Given problem: List every line of the items below that contains the string "background", matching uppercase and lowercase exactly.
+++++
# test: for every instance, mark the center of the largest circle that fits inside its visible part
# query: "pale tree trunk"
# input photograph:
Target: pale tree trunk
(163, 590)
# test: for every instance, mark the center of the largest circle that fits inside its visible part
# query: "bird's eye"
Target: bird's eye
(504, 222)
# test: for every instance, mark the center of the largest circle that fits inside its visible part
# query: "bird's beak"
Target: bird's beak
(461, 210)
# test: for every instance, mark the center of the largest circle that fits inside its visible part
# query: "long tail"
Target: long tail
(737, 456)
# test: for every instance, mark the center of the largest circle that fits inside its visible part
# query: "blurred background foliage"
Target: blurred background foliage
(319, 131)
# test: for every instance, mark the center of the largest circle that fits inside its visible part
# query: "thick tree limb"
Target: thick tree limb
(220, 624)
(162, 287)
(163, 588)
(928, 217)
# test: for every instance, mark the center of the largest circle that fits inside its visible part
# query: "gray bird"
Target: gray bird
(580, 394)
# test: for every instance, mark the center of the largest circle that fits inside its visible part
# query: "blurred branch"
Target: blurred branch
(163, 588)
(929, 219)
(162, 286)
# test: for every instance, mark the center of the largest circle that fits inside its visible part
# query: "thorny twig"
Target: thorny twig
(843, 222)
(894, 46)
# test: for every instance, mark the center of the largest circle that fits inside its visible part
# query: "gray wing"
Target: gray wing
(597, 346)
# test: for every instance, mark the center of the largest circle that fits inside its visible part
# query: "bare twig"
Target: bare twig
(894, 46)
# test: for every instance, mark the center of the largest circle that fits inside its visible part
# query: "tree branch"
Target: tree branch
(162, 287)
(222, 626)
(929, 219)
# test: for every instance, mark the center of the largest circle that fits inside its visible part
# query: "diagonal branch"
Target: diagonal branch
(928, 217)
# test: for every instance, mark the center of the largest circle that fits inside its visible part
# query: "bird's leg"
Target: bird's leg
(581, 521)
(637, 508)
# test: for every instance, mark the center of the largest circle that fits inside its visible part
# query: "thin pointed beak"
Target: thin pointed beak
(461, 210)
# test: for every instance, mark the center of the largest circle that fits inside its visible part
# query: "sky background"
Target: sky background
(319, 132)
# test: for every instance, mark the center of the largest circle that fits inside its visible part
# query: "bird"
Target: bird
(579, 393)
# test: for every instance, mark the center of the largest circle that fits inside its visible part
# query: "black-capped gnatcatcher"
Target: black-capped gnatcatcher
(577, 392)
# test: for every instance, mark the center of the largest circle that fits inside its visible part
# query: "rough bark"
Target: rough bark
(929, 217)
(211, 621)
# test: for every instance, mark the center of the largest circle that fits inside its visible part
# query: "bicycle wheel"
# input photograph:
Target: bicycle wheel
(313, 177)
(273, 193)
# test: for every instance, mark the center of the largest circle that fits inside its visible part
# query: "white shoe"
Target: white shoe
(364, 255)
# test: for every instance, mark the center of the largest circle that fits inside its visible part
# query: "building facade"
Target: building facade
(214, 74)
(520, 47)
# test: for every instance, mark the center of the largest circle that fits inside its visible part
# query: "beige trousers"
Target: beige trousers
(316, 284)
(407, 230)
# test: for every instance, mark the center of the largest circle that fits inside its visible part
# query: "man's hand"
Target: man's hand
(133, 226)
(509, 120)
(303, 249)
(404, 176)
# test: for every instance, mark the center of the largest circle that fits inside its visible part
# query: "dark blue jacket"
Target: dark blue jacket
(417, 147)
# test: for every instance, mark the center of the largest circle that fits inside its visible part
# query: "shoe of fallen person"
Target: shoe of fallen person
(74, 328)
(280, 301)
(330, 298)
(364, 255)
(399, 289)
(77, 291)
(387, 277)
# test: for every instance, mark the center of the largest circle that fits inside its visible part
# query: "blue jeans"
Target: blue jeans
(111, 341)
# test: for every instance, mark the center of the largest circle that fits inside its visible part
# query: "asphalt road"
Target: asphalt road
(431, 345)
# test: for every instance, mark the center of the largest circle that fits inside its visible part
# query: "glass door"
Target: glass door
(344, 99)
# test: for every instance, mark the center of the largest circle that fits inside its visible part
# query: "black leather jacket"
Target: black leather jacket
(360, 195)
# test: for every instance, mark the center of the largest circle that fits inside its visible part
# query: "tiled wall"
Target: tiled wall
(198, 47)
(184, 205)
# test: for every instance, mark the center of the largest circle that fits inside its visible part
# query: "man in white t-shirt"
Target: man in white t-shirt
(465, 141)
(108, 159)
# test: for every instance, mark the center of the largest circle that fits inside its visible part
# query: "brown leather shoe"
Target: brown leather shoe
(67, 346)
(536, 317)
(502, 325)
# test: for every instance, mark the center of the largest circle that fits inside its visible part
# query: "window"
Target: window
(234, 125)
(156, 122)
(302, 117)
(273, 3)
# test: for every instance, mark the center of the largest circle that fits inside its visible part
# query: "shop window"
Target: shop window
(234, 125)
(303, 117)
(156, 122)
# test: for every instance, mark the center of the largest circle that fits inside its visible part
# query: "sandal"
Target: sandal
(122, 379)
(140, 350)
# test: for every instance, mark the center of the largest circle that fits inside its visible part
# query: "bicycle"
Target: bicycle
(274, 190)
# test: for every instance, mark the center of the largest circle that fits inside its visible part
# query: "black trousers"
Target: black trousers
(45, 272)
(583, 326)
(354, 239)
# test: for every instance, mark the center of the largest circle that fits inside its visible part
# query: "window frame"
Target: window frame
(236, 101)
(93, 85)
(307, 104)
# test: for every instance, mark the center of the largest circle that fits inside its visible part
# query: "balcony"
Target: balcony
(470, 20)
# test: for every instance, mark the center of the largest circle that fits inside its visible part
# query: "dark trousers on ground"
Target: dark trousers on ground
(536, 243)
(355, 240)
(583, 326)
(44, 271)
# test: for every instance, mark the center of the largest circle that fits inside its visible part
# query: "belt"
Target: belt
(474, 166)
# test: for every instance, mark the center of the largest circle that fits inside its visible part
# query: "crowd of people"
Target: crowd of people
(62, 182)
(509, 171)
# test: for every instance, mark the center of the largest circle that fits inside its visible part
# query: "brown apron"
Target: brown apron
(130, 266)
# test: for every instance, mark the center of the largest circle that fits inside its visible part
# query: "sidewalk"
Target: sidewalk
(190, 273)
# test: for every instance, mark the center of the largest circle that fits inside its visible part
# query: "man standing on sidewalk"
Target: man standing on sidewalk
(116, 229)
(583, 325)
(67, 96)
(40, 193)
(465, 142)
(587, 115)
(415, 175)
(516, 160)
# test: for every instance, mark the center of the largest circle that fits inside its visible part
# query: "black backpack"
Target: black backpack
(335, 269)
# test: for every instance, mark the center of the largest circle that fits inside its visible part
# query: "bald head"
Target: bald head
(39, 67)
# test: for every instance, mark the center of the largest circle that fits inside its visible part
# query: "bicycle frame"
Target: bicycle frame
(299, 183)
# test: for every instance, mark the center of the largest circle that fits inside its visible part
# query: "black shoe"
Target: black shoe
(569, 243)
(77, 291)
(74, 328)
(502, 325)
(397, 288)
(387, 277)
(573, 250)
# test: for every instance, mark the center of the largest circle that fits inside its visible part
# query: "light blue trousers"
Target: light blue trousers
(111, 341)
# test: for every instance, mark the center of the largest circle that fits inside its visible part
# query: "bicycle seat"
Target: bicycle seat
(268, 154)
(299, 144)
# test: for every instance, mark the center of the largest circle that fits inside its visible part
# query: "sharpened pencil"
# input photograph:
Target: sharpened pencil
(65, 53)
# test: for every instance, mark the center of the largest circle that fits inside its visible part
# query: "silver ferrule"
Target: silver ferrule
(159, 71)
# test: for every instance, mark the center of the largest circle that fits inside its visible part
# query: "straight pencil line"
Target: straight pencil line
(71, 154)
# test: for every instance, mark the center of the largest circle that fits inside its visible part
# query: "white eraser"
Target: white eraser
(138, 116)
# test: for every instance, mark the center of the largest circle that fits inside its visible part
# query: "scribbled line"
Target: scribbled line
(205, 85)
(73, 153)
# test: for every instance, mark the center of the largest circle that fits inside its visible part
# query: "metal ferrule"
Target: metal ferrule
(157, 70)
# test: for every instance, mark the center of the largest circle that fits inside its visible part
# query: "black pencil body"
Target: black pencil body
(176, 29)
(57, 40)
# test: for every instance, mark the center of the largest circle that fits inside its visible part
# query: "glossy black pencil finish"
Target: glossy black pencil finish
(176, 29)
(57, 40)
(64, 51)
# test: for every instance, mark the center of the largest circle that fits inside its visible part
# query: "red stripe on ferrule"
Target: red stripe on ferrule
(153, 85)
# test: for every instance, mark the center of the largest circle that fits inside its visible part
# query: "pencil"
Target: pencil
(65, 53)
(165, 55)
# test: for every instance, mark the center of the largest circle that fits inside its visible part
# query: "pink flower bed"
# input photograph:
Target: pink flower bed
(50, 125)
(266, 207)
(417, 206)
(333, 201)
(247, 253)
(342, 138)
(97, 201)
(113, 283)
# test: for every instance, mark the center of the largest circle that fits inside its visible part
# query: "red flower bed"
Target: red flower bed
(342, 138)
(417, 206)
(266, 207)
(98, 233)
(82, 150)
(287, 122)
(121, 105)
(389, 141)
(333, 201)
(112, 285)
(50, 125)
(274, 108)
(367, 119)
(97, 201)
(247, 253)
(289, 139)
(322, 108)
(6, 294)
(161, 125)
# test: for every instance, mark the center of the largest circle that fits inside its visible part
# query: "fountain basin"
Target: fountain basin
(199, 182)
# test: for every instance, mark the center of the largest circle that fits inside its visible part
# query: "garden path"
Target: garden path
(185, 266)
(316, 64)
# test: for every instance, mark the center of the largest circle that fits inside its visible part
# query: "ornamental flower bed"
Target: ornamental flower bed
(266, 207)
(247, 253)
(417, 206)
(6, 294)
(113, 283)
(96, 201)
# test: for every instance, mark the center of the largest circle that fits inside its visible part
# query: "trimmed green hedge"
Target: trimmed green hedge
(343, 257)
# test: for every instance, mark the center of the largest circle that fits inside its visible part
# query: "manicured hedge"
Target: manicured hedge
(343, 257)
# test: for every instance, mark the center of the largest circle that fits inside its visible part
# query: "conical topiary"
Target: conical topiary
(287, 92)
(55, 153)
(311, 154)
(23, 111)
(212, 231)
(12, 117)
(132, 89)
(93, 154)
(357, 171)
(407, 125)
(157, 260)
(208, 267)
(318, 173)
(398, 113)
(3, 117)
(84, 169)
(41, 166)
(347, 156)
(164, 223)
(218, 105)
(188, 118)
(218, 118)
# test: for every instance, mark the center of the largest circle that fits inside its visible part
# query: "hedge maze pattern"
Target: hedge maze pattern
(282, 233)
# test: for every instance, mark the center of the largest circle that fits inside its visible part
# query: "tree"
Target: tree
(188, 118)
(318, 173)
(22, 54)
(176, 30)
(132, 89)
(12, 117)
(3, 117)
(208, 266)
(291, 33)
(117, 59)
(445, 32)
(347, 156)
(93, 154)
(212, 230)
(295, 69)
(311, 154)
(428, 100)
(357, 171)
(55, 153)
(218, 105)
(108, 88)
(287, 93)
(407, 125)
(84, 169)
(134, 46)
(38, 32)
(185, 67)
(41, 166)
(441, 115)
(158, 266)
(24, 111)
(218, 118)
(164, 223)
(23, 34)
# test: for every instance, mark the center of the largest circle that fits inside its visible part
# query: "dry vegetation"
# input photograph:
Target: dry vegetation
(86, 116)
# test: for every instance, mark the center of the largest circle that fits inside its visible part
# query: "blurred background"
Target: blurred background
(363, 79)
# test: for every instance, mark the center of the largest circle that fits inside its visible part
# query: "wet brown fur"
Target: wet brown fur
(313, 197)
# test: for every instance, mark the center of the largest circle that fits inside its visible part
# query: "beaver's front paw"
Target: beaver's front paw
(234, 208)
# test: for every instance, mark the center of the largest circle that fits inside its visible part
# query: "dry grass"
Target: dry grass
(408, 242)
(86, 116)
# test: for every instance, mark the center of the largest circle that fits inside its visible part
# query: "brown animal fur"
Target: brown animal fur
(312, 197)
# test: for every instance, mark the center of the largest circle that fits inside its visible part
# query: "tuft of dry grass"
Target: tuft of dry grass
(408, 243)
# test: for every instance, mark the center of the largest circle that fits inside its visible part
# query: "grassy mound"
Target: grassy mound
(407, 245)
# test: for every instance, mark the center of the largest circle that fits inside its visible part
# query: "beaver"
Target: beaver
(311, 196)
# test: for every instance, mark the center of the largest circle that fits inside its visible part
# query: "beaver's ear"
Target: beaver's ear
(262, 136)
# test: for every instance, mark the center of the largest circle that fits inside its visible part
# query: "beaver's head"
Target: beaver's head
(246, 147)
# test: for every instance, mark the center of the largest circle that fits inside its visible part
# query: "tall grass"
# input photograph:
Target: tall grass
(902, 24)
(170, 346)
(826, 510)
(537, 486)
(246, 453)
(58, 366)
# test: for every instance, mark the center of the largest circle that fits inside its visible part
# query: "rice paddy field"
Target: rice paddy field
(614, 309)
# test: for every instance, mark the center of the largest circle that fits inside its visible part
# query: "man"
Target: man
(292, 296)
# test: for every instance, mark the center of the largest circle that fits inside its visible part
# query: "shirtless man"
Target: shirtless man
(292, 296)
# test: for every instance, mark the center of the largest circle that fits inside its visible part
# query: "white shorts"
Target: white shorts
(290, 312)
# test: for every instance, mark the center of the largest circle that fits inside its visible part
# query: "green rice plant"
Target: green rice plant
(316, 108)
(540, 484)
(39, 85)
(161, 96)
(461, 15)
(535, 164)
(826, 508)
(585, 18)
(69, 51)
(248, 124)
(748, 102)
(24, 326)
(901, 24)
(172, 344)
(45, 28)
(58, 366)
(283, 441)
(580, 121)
+++++
Exercise answer:
# query: "blurred background foliage"
Target: blurred background foliage
# query: "sky background"
Target: sky background
# query: "blurred background"
Target: blurred background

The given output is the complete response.